• _Your goal_
Copy, from the material below, each line where "item" shows up.
(Beginning of Data)
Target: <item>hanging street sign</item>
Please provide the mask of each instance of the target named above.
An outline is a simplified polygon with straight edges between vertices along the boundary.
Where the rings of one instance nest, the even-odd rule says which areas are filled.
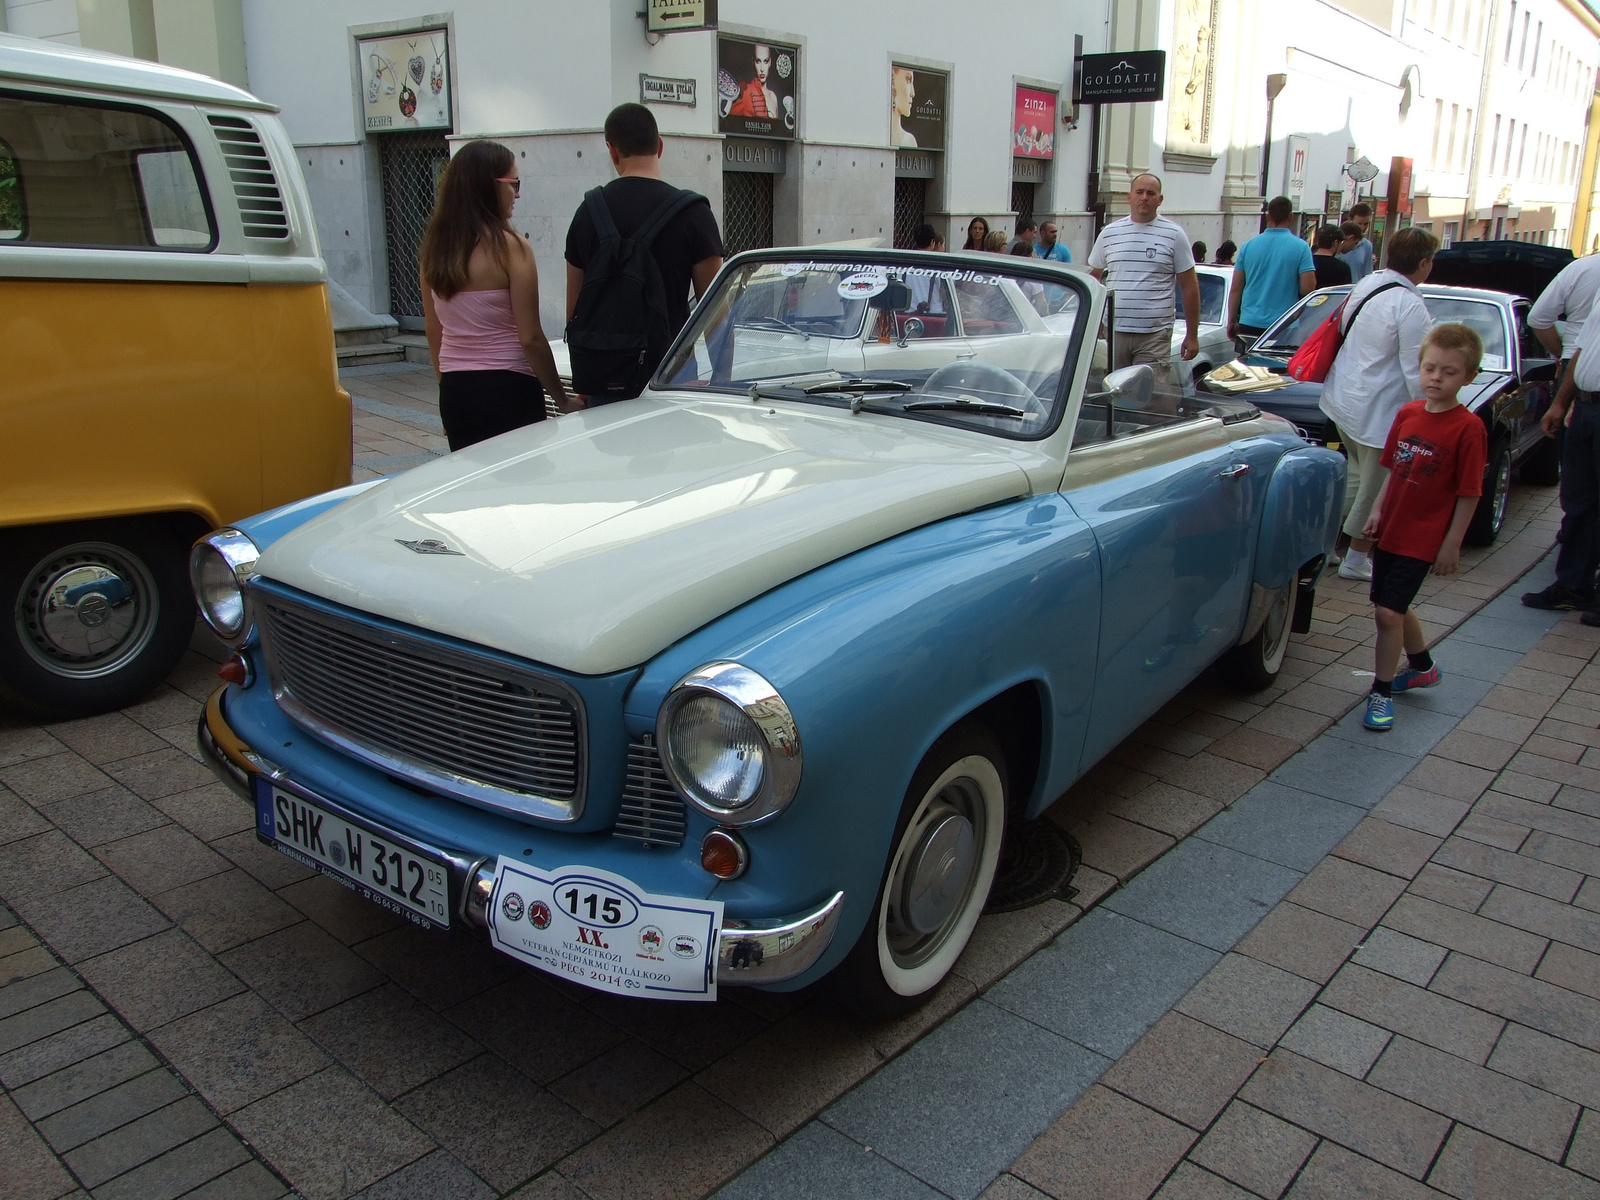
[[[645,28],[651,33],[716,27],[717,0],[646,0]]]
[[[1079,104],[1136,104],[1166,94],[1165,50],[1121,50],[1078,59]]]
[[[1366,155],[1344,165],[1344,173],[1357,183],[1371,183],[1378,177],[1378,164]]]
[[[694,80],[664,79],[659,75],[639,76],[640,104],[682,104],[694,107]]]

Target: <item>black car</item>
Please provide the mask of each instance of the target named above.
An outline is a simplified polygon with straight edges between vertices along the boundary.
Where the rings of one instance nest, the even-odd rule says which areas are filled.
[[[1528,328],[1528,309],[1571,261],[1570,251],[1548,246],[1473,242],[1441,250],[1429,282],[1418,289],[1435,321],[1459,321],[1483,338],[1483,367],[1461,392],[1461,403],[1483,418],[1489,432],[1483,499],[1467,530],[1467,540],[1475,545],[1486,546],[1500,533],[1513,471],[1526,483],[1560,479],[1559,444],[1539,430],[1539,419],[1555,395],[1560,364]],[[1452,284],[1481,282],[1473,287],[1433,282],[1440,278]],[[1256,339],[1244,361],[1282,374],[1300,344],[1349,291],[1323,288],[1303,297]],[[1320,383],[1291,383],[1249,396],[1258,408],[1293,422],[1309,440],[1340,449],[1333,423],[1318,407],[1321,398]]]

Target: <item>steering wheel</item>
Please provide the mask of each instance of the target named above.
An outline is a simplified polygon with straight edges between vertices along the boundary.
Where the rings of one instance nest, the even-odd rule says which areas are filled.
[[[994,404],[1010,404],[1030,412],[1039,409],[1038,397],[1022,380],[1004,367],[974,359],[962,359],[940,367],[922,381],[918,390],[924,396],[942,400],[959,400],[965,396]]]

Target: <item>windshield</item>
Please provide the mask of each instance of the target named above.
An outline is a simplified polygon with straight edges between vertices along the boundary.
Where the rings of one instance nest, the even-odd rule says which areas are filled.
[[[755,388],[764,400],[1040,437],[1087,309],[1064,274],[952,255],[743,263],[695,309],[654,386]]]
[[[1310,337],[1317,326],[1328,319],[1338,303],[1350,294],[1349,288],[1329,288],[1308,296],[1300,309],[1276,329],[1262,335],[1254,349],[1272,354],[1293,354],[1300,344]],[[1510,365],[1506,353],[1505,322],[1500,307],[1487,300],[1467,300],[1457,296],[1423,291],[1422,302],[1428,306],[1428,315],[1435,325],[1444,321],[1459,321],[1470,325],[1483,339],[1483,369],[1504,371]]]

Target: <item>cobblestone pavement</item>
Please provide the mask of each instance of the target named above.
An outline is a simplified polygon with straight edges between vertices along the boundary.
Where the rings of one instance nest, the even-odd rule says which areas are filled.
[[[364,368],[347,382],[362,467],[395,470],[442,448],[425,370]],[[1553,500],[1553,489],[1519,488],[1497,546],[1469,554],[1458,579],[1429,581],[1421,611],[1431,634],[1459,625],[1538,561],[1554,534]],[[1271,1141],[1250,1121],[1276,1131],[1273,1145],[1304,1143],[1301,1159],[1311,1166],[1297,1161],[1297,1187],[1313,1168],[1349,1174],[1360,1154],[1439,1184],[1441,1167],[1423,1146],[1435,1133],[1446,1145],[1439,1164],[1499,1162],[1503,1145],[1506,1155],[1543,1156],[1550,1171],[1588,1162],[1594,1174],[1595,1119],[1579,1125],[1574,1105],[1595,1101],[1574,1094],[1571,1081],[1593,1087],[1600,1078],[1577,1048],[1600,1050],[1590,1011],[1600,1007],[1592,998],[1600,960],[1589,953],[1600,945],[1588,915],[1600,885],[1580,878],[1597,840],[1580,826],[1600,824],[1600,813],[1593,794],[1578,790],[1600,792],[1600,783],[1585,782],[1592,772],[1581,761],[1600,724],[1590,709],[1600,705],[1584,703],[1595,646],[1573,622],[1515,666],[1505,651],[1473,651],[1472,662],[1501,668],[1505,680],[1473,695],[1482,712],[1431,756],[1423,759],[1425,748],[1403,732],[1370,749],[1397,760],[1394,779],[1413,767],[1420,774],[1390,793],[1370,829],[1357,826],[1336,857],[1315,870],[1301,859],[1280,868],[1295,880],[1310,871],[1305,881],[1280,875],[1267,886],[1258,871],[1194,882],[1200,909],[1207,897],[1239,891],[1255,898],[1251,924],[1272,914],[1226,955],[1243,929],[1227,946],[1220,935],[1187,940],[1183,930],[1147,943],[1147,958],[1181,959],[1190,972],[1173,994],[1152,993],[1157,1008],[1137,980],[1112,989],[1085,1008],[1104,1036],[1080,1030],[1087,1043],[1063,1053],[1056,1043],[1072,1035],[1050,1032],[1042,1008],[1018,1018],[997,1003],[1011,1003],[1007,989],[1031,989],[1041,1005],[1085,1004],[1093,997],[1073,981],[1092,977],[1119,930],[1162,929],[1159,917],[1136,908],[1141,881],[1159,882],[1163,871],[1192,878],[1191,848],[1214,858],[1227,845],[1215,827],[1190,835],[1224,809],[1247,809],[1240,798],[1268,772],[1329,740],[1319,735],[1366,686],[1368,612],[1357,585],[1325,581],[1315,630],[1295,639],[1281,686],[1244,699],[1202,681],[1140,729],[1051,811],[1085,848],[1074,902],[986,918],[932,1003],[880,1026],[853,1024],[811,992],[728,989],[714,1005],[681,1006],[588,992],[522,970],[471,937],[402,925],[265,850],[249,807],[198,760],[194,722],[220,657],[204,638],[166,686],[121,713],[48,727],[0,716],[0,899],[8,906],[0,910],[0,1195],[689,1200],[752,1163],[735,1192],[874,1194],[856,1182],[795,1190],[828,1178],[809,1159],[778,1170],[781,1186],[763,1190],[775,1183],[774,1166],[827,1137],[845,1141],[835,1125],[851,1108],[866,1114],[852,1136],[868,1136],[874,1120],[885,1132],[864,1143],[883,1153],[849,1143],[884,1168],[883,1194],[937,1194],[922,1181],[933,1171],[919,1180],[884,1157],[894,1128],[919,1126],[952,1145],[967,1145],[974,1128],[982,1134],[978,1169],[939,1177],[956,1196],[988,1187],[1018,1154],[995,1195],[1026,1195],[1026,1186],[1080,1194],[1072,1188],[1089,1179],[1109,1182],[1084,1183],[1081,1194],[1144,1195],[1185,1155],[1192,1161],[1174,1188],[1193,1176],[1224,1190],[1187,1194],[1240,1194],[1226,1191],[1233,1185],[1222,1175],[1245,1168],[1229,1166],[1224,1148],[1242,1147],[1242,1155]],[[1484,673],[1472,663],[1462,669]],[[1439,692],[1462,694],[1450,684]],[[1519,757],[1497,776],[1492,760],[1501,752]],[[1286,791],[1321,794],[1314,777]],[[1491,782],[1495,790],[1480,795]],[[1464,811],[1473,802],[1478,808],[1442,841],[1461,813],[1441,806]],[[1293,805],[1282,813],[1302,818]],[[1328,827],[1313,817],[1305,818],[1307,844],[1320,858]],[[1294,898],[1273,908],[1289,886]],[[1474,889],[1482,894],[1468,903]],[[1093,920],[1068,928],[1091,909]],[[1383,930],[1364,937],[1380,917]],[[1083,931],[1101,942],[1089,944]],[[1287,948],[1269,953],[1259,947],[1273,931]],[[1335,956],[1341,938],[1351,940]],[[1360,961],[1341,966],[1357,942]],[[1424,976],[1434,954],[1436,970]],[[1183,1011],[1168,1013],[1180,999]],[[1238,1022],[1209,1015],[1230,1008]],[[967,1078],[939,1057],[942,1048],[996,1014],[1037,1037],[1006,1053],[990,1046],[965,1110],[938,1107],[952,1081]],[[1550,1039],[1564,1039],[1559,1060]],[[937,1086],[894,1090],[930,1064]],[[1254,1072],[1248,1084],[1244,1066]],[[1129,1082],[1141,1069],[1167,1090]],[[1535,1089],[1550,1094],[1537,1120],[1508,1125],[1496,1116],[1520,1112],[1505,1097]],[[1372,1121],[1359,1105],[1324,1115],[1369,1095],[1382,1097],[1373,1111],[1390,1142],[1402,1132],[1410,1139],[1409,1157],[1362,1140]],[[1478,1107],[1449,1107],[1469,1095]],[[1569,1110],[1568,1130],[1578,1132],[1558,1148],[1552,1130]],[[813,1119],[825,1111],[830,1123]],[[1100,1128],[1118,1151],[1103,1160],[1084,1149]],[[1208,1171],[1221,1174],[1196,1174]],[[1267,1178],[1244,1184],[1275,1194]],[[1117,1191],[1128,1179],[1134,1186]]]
(End of Data)
• _Task solution_
Target: <item>hanging street sign</item>
Target: <item>black car</item>
Target: <item>steering wheel</item>
Target: <item>windshield</item>
Target: <item>cobblestone pavement</item>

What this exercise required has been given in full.